[Labeled-object pointing entries]
-------

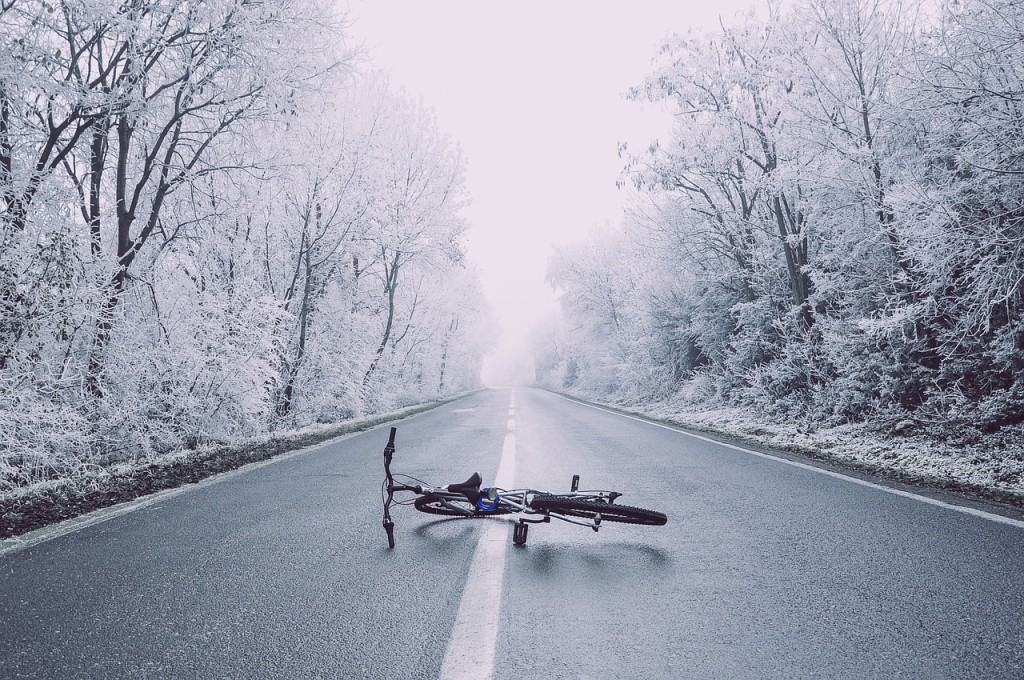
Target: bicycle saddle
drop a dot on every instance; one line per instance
(470, 489)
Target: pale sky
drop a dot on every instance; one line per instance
(534, 92)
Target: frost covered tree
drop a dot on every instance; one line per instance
(203, 212)
(835, 220)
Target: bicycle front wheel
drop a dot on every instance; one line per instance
(611, 512)
(435, 504)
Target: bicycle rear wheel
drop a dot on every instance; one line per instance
(436, 504)
(611, 512)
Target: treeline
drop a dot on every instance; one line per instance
(834, 231)
(212, 226)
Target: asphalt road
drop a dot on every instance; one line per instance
(764, 569)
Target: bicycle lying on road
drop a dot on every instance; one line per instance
(587, 508)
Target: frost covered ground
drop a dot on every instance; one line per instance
(990, 466)
(29, 508)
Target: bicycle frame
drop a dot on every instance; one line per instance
(585, 508)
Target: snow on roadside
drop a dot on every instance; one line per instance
(986, 464)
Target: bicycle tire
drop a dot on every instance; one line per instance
(611, 512)
(434, 504)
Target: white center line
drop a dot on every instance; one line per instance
(474, 637)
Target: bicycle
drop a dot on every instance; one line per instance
(468, 499)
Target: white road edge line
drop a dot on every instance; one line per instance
(12, 545)
(804, 466)
(470, 653)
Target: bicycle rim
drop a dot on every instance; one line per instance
(611, 512)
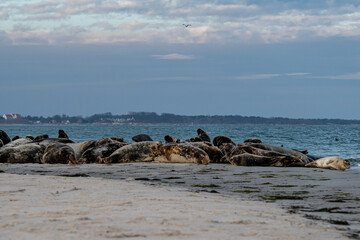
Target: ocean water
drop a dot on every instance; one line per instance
(342, 141)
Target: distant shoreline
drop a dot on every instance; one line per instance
(179, 125)
(168, 119)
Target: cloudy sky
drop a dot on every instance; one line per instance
(288, 58)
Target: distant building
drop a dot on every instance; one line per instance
(11, 116)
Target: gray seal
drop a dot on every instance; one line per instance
(4, 137)
(141, 138)
(22, 153)
(134, 152)
(59, 153)
(179, 153)
(334, 163)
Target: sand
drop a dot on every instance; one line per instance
(125, 201)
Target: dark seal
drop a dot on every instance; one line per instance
(4, 137)
(141, 138)
(62, 134)
(203, 135)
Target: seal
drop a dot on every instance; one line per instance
(171, 139)
(214, 153)
(253, 140)
(179, 153)
(23, 153)
(203, 135)
(218, 141)
(59, 153)
(134, 152)
(41, 137)
(47, 141)
(30, 137)
(4, 137)
(141, 138)
(62, 134)
(15, 138)
(18, 142)
(334, 163)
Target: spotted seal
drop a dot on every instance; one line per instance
(171, 139)
(253, 140)
(134, 152)
(21, 153)
(203, 135)
(4, 137)
(218, 141)
(98, 149)
(62, 134)
(213, 152)
(141, 138)
(334, 163)
(59, 153)
(41, 137)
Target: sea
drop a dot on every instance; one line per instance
(320, 141)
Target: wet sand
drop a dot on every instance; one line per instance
(177, 201)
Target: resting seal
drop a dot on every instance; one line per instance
(100, 149)
(253, 140)
(41, 137)
(334, 163)
(213, 152)
(59, 153)
(23, 153)
(134, 152)
(203, 135)
(171, 139)
(62, 134)
(4, 137)
(179, 153)
(141, 138)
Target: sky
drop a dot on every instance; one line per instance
(268, 58)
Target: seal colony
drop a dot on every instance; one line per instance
(197, 150)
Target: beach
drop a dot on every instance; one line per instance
(176, 201)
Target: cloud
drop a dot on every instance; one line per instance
(173, 56)
(351, 76)
(161, 20)
(297, 74)
(268, 76)
(4, 15)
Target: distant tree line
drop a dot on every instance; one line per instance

-------

Update the material above by replacing every occurrence of "drop a dot" with "place a point", keeping everything else unchanged. Leave the pictures out of your answer.

Target: bicycle saddle
place a point on every instance; one line per instance
(470, 489)
Target: pale sky
place a point on every instance; one line per instance
(534, 92)
Target: frost covered tree
place a point on every instance; one line per instance
(203, 212)
(835, 220)
Target: bicycle front wheel
place a point on every instance; one line per instance
(611, 512)
(435, 504)
Target: bicycle rear wheel
place a point on every instance; one line per instance
(436, 504)
(611, 512)
Target: treeline
place a point on every instance; one line per instance
(834, 231)
(212, 226)
Target: asphalt road
place a point on every instance; one line per instance
(764, 569)
Target: bicycle lying on road
place a point on every instance; one line per instance
(587, 508)
Target: frost covered ground
place a point on every instance; one line per instance
(990, 466)
(29, 508)
Target: bicycle frame
place a point on every instance; one line per instance
(585, 508)
Target: snow on roadside
place a point on every instance; one line per instance
(986, 464)
Target: bicycle tire
place a point on every instance; one line per instance
(611, 512)
(434, 504)
Target: white center line
place a point on every instance; one line per instance
(474, 637)
Target: bicycle
place a point on every instance; one line per instance
(468, 499)
Target: white road edge line
place a point on every instance; one line per instance
(12, 545)
(804, 466)
(470, 653)
Target: bicycle rim
place a point on every instance; one line per instance
(611, 512)
Target: ocean water
place a point on every instance; one line per instance
(342, 141)
Target: distant shoreline
place a point on every instance; one line per instance
(179, 125)
(168, 119)
Target: cloudy sky
place a point on every instance; one line per instance
(288, 58)
Target: distant building
place a point on every instance; one line per instance
(11, 116)
Target: gray seal
place a point on every instance; one line per instance
(4, 137)
(141, 138)
(22, 153)
(134, 152)
(59, 153)
(179, 153)
(334, 163)
Target: sand
place a point on every instance; one line per instance
(125, 201)
Target: dark seal
place a point on every instance; one line per instance
(4, 137)
(141, 138)
(62, 134)
(203, 135)
Target: seal
place a point on every instance; one line per instance
(171, 139)
(214, 153)
(253, 140)
(179, 153)
(23, 153)
(203, 135)
(218, 141)
(59, 153)
(134, 152)
(41, 137)
(47, 141)
(30, 137)
(4, 137)
(141, 138)
(62, 134)
(15, 138)
(18, 142)
(334, 163)
Target: spotted seal
place a point on every instance; one line per instance
(171, 139)
(253, 140)
(134, 152)
(21, 153)
(203, 135)
(4, 137)
(218, 141)
(98, 149)
(62, 134)
(213, 152)
(141, 138)
(334, 163)
(59, 153)
(41, 137)
Target: sea
place a point on every instance; one line per instance
(320, 141)
Target: wet sand
place a point on every instance; one line per instance
(177, 201)
Target: resting seal
place a point on every instance; one line per instance
(100, 149)
(253, 140)
(41, 137)
(334, 163)
(213, 152)
(59, 153)
(23, 153)
(134, 152)
(203, 135)
(171, 139)
(62, 134)
(4, 137)
(179, 153)
(141, 138)
Target: sky
place a point on every instance; one line per instance
(268, 58)
Target: seal colony
place a point on every instance; one line per instance
(197, 150)
Target: beach
place a point on every instance; one line per instance
(176, 201)
Target: cloud
place a point on every instance; one line per instance
(173, 56)
(351, 76)
(161, 20)
(297, 74)
(268, 76)
(4, 15)
Target: distant tree line
place a point on every instance; one line per instance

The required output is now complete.